Die Geschichte der Deutschen in den Vereinigten Staaten beginnt schon 1608. Der „German-American Day“ erinnert dennoch an die 1683 erfolgte Landung von 13 Krefelder Familien in Pennsylvania. Diese Familien gründeten später den Ort Germantown und gelten somit als Urahnen der Millionen VS-Amerikanern, die heute noch deutsche Wurzeln haben.

Der Feiertag wurde im 19. Jahrhundert als „Deutsch-Amerikanischer Tag“ eingeführt, während dem Ersten Weltkrieg jedoch aus ideologischen Gründen (→ Antideutsche Propaganda) abgeschafft und schließlich 1983 zum 300. Jubiläum von dem Präsidenten Ronald Reagan (Republikaner) mit einer Proklamation vom 2. Oktober 1987 wieder eingeführt.

Proclamation 5719 vom 2. Oktober 1987

By the President of the United States of America
A Proclamation
„More Americans trace their heritage back to German ancestry than to any other nationality. More than seven million Germans have come to our shores through the years, and today some 60 million Americans—one in four—are of German descent. Few people have blended so completely into the multicultural tapestry of American society and yet have made such singular economic, political, social, scientific, and cultural contributions to the growth and success of these United States as have Americans of German extraction.
The United States has embraced a vast array of German traditions, institutions, and influences. Many of these have become so accepted as parts of our way of life that their ethnic origin has been obscured. For instance, Christmas trees and Broadway musicals are familiar features of American society. Our kindergartens, graduate schools, the social security system, and labor unions are all based on models derived from Germany.
German teachers, musicians, and enthusiastic amateurs have left an indelible imprint on classical Music, hymns, choral singing, and marching bands in our country. In architecture and design, German contributions include the modern suspension bridge, Bauhaus, and Jugendstil. German-American scientists have helped make the United States the world's pioneer in research and technology. The American work ethic, a major factor in the rapid rise of the United States to preeminence in agriculture and industry, owes much to German-Americans' commitment to excellence.
For more than 3 centuries, Germans have helped build, invigorate, and strengthen this country. But the United States has given as well as received. Just a generation ago, America conceived of and swiftly implemented the Marshall Plan, which helped the new German democracy rise from the rubble of war to become a beacon of democracy in Central Europe. The Berlin Airlift demonstrated the American commitment to the defense of freedom when, still recovering from war, Berlin was threatened by strangulation from the Soviets.
Today, the Federal Republic of Germany is a bulwark of democracy in the heart of a divided Europe. Germans and Americans are rightfully proud of our common values as well as our shared heritage. For more than 3 decades the German-American partnership has been a linchpin in the Western Alliance. Thanks to it, a whole generation of Americans and Europeans has grown up free to enjoy the fruits of liberty.
Our histories are thus intertwined. We now contribute to each other's trade, enjoy each other's cultures, and learn from each other's experiences. The German-American Friendship Garden, which will be dedicated in the District of Columbia in the near future, is symbolic of the close and amicable relations between West Germany and the United States.
The Congress, by Public Law 100-104, has designated October 6, 1987, the 304th anniversary of the arrival of the first German immigrants in Philadelphia, as "German-American Day" and has authorized and requested the President to issue a proclamation in observance of that day.

****************************************

(Schriftliche Aufgabe A) Gib aus den Einträgen den Abschnitt von der Zeile mit „brown branch, place“ bis einschließlich zum Ende der Einträge unverändert wieder.

****************************************

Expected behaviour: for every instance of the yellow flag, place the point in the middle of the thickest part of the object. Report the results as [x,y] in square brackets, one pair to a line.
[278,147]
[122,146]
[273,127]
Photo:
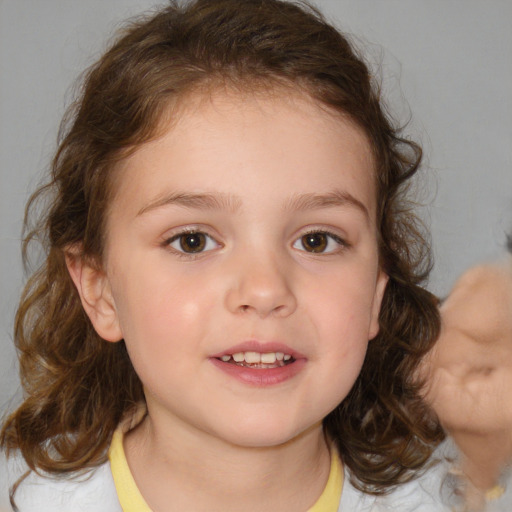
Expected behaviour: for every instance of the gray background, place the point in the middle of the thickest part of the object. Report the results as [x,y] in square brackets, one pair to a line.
[446,64]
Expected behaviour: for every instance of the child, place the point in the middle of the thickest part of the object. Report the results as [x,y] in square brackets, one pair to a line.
[230,313]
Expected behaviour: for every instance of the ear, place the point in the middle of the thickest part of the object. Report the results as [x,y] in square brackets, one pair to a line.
[96,296]
[380,288]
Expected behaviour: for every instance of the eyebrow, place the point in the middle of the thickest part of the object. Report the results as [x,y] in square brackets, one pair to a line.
[216,201]
[232,203]
[332,199]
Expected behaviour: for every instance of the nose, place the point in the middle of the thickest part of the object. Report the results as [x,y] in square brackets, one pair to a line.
[260,285]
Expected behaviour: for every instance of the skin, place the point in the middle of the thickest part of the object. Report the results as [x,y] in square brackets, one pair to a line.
[262,160]
[470,371]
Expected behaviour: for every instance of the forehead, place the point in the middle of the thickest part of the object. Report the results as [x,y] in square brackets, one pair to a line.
[245,141]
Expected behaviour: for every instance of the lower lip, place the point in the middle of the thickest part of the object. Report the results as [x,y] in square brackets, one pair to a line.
[260,377]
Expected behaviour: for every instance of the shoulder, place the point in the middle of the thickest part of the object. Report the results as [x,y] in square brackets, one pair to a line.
[90,492]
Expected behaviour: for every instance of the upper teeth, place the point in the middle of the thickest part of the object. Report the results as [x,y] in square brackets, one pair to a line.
[257,357]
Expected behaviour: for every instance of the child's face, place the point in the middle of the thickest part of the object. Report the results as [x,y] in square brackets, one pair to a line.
[248,227]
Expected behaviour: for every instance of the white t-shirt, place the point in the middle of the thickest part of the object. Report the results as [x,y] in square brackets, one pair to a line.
[95,492]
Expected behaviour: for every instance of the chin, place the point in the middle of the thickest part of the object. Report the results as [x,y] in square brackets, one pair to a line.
[266,434]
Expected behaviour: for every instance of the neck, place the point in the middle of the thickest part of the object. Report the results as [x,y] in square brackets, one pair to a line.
[171,462]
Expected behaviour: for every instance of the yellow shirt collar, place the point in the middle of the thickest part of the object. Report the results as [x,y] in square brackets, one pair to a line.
[131,499]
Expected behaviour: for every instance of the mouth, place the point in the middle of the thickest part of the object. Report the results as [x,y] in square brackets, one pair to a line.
[258,360]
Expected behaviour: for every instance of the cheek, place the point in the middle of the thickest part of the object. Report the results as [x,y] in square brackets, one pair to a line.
[159,316]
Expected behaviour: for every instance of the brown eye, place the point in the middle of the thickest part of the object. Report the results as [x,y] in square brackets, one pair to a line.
[320,242]
[315,242]
[192,242]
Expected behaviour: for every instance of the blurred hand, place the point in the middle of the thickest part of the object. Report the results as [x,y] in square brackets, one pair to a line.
[469,371]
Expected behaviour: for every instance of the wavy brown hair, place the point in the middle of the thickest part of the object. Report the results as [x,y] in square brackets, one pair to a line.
[77,387]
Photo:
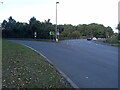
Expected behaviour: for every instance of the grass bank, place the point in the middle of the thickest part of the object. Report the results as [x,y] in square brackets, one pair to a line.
[23,68]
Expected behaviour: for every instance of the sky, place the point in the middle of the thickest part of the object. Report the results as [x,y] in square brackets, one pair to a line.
[69,11]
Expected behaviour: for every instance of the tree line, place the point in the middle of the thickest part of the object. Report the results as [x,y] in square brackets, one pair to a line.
[13,29]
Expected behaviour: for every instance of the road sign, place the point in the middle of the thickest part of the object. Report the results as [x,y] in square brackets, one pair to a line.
[58,33]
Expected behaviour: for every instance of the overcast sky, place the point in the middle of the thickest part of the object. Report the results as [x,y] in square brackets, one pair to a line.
[69,11]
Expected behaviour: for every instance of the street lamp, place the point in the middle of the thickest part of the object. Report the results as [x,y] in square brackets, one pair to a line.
[56,24]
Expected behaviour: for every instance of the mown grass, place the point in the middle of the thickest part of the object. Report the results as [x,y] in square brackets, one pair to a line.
[23,68]
[116,44]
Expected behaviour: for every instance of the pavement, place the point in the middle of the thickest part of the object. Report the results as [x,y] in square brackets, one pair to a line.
[86,63]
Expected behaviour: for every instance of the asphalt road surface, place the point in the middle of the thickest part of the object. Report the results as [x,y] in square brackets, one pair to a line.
[86,63]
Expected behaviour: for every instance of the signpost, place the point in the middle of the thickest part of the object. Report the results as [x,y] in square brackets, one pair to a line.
[52,34]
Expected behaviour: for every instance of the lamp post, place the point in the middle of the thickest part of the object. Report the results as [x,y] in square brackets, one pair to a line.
[56,24]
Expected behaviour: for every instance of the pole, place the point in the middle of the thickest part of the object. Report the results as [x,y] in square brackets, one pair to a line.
[56,24]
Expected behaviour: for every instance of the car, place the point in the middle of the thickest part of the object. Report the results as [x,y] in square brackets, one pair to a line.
[89,39]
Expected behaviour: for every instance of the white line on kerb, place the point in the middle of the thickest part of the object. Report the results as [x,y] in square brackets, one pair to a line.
[63,74]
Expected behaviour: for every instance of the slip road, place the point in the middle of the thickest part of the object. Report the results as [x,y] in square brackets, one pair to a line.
[86,63]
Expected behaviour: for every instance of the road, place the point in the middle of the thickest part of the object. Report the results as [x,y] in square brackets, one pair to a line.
[86,63]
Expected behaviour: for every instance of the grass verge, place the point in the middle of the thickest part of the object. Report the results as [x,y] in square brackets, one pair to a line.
[23,68]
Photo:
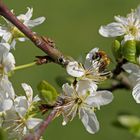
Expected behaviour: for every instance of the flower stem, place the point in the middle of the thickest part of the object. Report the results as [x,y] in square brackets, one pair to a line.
[25,66]
[39,132]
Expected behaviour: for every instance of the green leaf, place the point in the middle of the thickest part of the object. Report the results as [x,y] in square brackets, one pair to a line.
[138,47]
[129,51]
[47,92]
[129,121]
[3,135]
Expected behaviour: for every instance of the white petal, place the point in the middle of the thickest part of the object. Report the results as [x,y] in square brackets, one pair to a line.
[101,98]
[3,30]
[92,53]
[121,20]
[67,90]
[13,44]
[7,36]
[29,92]
[35,22]
[137,12]
[21,105]
[33,122]
[112,30]
[6,87]
[29,13]
[74,69]
[84,86]
[4,50]
[36,98]
[89,120]
[128,37]
[69,112]
[27,16]
[22,39]
[136,92]
[7,104]
[131,68]
[9,63]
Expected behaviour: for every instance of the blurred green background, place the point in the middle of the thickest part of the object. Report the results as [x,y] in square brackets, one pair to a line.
[73,25]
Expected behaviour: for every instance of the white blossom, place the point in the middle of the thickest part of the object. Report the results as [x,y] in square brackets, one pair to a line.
[19,120]
[84,100]
[91,70]
[10,33]
[7,64]
[134,77]
[128,27]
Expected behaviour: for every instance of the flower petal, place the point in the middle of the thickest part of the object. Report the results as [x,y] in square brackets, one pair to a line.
[21,105]
[74,69]
[84,86]
[9,63]
[136,92]
[89,120]
[35,22]
[112,30]
[28,90]
[33,122]
[101,98]
[67,90]
[7,104]
[131,68]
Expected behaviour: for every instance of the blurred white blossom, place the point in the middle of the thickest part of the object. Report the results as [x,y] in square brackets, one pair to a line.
[128,27]
[134,71]
[19,120]
[7,64]
[93,68]
[10,33]
[84,100]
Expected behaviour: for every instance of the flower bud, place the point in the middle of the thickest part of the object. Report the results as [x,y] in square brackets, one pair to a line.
[129,51]
[116,49]
[47,92]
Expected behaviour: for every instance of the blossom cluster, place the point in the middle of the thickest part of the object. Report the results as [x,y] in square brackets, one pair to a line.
[128,29]
[16,112]
[81,97]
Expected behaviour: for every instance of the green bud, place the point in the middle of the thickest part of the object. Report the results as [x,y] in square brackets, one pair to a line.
[47,92]
[116,49]
[129,51]
[16,33]
[129,121]
[3,135]
[138,48]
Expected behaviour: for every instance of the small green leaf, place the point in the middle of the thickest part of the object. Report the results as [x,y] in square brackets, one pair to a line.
[116,49]
[138,48]
[129,51]
[47,92]
[3,135]
[129,121]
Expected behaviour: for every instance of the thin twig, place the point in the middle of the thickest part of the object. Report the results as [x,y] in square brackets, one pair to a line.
[39,132]
[44,44]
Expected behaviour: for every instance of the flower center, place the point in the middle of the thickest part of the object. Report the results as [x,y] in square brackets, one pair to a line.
[1,69]
[78,101]
[16,32]
[133,30]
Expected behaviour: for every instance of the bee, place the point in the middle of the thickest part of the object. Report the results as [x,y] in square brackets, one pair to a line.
[102,58]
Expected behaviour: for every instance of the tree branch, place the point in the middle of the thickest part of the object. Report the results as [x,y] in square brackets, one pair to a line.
[44,44]
[39,132]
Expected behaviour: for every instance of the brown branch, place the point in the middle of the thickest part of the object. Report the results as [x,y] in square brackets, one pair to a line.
[120,82]
[44,44]
[39,132]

****************************************

(Schriftliche Aufgabe B)
Beantworte anhand des Textes zum Deutsch-Amerikanischen Tag jede Frage in einer eigenen Zeile:
(i) Aus welcher Stadt stammten die 13 Familien, die 1683 in Pennsylvania landeten?
(ii) Welche Nummer trägt die Proklamation vom 2. Oktober 1987?
(iii) Welcher Tag wurde durch Public Law 100-104 zum „German-American Day“ bestimmt?

(Schriftliche Antwort A)
Expected behaviour: for every instance of the brown branch, place the point in the middle of the thickest part of the object. Report the results as [x,y] in square brackets, one pair to a line.
[120,82]
[44,44]
[39,132]

(Schriftliche Antwort B)
(i) Krefeld
(ii) 5719
(iii) Der 6. Oktober 1987